● **TASK**: Would you output the whole listing below, exactly as it reads?

● **SUPPLIED INFORMATION**:
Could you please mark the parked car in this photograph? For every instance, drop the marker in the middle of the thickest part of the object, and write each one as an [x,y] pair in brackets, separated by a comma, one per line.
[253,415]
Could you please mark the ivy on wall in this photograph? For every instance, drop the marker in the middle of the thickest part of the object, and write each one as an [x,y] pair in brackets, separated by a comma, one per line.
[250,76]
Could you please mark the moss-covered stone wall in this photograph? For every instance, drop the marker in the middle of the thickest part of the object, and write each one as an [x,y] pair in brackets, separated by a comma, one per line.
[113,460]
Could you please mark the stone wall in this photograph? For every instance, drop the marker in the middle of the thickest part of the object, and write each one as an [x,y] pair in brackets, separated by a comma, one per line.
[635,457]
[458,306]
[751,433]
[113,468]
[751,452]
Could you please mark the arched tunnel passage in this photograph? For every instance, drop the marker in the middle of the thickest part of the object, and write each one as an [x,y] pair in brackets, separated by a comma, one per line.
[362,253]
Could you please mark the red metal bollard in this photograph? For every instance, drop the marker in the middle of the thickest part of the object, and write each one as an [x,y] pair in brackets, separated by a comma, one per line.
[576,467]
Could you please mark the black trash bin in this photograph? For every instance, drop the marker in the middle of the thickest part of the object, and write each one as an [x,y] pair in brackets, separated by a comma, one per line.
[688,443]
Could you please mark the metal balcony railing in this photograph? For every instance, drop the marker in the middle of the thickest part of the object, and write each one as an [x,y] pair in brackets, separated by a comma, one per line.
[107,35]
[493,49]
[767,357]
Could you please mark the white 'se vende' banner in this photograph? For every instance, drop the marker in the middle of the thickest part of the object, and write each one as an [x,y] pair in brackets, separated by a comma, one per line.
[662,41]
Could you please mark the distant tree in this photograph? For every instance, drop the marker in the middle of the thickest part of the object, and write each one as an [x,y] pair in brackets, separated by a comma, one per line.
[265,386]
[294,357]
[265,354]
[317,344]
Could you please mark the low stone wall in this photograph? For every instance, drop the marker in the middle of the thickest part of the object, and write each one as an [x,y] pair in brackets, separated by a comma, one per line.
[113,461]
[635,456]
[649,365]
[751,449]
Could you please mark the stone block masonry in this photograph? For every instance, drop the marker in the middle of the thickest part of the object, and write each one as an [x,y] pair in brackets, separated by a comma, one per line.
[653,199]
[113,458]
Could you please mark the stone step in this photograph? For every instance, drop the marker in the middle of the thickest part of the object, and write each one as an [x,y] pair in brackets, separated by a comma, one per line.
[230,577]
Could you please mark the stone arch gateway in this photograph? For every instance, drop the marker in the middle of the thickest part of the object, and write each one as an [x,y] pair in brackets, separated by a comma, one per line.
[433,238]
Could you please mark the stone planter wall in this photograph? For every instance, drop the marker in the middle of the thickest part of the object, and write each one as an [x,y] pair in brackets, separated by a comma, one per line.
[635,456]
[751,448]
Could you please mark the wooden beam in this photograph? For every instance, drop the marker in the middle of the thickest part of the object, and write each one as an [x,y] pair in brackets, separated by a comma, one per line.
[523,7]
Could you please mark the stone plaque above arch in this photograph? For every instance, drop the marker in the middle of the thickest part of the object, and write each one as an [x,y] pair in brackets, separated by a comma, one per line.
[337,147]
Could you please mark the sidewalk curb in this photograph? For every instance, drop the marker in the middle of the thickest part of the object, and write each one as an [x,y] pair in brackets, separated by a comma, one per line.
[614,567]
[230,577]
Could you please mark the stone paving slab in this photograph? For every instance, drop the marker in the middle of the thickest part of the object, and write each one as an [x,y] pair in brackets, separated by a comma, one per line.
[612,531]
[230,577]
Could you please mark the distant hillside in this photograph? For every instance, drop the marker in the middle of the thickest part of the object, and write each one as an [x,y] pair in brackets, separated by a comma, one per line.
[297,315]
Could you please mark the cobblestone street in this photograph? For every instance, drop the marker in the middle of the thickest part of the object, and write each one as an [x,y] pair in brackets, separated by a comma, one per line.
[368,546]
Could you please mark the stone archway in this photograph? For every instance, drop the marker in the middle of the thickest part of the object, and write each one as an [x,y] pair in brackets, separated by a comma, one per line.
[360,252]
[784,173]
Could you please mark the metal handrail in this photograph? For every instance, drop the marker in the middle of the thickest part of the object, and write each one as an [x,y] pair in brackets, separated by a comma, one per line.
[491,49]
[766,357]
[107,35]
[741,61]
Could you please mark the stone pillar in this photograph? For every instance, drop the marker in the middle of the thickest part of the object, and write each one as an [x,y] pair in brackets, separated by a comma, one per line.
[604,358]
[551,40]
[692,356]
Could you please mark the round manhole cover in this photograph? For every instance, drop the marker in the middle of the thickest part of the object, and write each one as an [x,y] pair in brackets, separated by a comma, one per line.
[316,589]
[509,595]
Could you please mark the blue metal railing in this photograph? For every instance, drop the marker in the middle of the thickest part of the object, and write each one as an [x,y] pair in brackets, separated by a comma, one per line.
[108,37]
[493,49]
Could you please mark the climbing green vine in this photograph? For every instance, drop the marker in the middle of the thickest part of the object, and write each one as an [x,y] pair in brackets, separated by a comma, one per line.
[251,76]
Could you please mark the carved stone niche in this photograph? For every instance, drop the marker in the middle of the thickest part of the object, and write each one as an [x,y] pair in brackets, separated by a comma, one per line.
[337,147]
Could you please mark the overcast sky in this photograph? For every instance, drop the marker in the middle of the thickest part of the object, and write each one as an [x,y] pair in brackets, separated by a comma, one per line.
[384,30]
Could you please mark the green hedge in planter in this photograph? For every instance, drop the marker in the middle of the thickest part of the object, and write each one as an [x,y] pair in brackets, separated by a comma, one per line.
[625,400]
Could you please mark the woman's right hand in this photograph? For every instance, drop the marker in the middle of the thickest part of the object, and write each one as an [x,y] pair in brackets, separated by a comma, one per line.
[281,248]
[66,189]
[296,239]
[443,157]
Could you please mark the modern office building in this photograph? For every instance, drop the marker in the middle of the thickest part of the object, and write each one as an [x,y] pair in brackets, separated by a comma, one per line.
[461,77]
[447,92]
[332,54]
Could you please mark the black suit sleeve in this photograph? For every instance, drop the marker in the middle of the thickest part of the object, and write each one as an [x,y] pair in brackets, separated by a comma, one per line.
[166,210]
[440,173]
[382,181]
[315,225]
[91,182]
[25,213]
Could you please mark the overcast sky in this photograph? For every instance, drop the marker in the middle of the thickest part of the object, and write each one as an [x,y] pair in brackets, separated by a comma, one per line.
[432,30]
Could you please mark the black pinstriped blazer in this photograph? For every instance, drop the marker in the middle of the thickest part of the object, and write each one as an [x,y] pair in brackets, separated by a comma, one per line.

● **SOLUTION TO THIS TASK**:
Could you please mark the parked car in this photograph? For every instance, drop the marker in the middle of the thickest part of the object, and write each one as an [x,y] pair in brackets, separated by a comma, one per line.
[253,415]
Could you please mark the ivy on wall in this photograph? For every instance, drop the marker in the middle of the thickest part of the object, and write each one as an [x,y] pair in brackets, separated by a comma, one per line.
[250,76]
Could you please mark the moss-covered stone wall in this photograph? For every instance, drop the marker in the middle of the thickest part of the object, and write each one as an [x,y] pair in brackets, separated by a comma, one per line.
[113,460]
Could you please mark the stone wall in this photograph? For every instance, drop the marker in the middle of the thickest part of the object, and write each one as an [x,y] pair in brackets, separated by a comma, one per line.
[635,457]
[458,306]
[751,433]
[113,468]
[751,452]
Could you please mark the arched tunnel passage in this photograph? For every instance, drop the marker in the middle of the thickest part of the object, and write each one as an [x,y] pair in brackets, separated by a comma, one per line.
[362,253]
Could you please mark the red metal bollard in this photograph? For every instance, drop the marker in the middle of the thickest part of the object, and write each one as an [x,y] pair in brackets, separated by a comma, one per line.
[576,467]
Could you please mark the black trash bin in this photograph? For every instance, drop the marker in the middle of the thickest part of the object, and write each one as an [x,y] pair in brackets, separated by a comma, one per line.
[688,443]
Could you please mark the metal balcony railing in this photograph? For every instance, drop the marker in the middle of the thickest part of the object, and write each one as an [x,y] pair in brackets, separated by a comma, one per line.
[107,35]
[493,49]
[767,357]
Could you please mark the white 'se vende' banner in this photograph? For every instance, drop the marker in the middle of the thickest part of the object, and write each one as an [x,y] pair in brackets, separated by a comma, one per line.
[662,41]
Could you please mark the distant tree in this photograph? For every instance, drop the marker in the middle of the thickest part of the object, and write each one as an [x,y] pair in brackets, separated by a comma, one per line.
[265,386]
[294,357]
[265,354]
[317,344]
Could you please mark the low stone wall in this photograph? For every instance, drop the marker in the middle of the thickest part of the object, and write each one as an [x,y] pair in brackets, separated by a comma, one per line.
[113,461]
[635,456]
[649,365]
[751,449]
Could you please mark the stone block masonry in this photograph? For every instance, drop the marker in the middle of the thickest part of the object, and write each one as an [x,y] pair in brackets, separated by a comma, one per line.
[653,199]
[113,458]
Could you please mark the stone step in this photograph? For every instance, drop the marker in the middle of the thickest part of the object, and write each one as an [x,y] pair in brackets, separated by a comma, one per line.
[230,577]
Could you please mark the stone arch gateway in this photograph? For every instance, drop the marker in the middle of the thickest part of the object, and write each one as an [x,y] pair in brackets, separated by a comma, one per line.
[433,238]
Could you please mark the stone planter wall in this photograph? For every instance, drop the marker in the middle of the thickest part of the object, and write each one as an [x,y] pair in brackets, separated by a comma, one per line.
[635,456]
[751,448]
Could you please mark the wooden beam in this photograph? For every instance, drop the marker in the middle of the thickest part of the object, and write each one as an [x,y] pair in brackets, separated by a comma, one per line.
[523,7]
Could you please mark the stone plaque above arch in this photograph? For every instance, drop the marker in the middle of the thickest part of the object, and write each one as an [x,y] pair in brackets, separated by a comma, one per line.
[337,147]
Could you please mark the sidewalk curb in this photograph? For every instance, drop the marker in the middle of the thickest part of the object, and write each one as an [x,y] pair in brackets, separated by a comma, one per line.
[614,567]
[230,577]
Could you please mark the stone paving slab in this photograph? For every instance, drop the marker in the middle of the thickest part of the object, and write each one as an [x,y] pair in brackets, separated by a comma, one per line.
[612,531]
[230,577]
Could you please mark the distant hillside in this photograph? For every instance, drop the marker in the middle of the thickest part of the object, and write each one as an [x,y] pair in brackets, separated by a comma, one per line.
[297,315]
Could you please mark the cobblestone street in this photograph? For every instance, drop the marker in the middle of the thickest part of the object, and write each one as an [x,y] pair in brackets, separated by a comma, one per line.
[368,546]
Could you please mark the stone archway in this photograph? For every instance, drop the marker in the middle of the thickest part of the object, and write each one as an [x,y] pair in brackets, separated by a comma, one per line.
[360,252]
[784,173]
Could you please mark the metal handrail in this photograph? For every instance, drop the marker in the middle of the thickest part of the object, and write each one as an [x,y] pair in brackets, separated by a comma, one per line.
[491,49]
[766,357]
[107,35]
[741,61]
Could you please mark the stone pillar in this photograph? For every instance, drop the marker in the middle of the thickest part of the object, and write each one as an [x,y] pair in brackets, separated by a comma, one per line.
[604,358]
[551,40]
[692,356]
Could you please mark the round manhole cover in this photograph? For every instance, drop the marker in the middle of the thickest part of the object, and write each one as an [x,y] pair in brackets, separated by a comma, one per line.
[316,589]
[509,595]
Could you please mark the blue metal railing in this photograph? For every instance, drop the marker in the middle of the thickest part of the object, and write each one as an [x,y] pair in brackets, separated by a comma, one per line.
[108,37]
[493,49]
Could you please mark the climbing green vine in this photograph? For every instance, drop the marker in the middle of the thickest part of the object, and write each one as an [x,y] pair in brackets, separated by a comma, one per line.
[251,76]
Could you please mark the carved stone niche in this photograph? For every instance, drop the marker in the middle of the thickest part of the object, and write each one as an [x,y] pair in brackets, separated by a comma, one per line.
[337,147]
Could you please mark the overcast sky in this photograph? For every instance, drop the marker in the middle of the thickest part of the object, and write each one as an [x,y] pair in brackets, separated by a comma, one per line.
[384,30]
Could you please mark the green hedge in planter in this photograph? For every instance, drop the marker in the middle of the thickest part of the object, and write each one as an [x,y] pair in brackets, separated by a comma, one per line.
[625,400]
Could you please mark the woman's right hand in this photograph? For every instance, drop the marker in the middle of the thickest part of the object, and write each one as an [x,y] pair in brackets, separated by a comma, one per line.
[281,248]
[66,189]
[296,239]
[443,157]
Could you please mark the modern office building in this photograph? For every instance, drop the marker in the middle of the thickest part of the object, and write each one as an [x,y] pair in brackets, separated by a comma, one per line.
[461,77]
[447,92]
[332,54]
Could you please mark the black suit sleeve in this photograph? For every instance, drop the marker in the middle of the thickest part of the object, and write each one as an [x,y] pair in brackets, separated by a comma, one per line.
[166,210]
[440,173]
[382,181]
[315,225]
[91,182]
[25,213]
Could you please mark the overcast sky in this photograph? For every instance, drop the marker in the middle of the thickest part of the object, and write each one as an [x,y] pair in brackets, separated by a comma, one per line.
[432,30]
Could you please mark the black pinstriped blazer in this photograph? For every instance, drop the marker in the middle of the thickest part of the object, and write each one as an [x,y] pair in brackets, separated by a comma, one per line.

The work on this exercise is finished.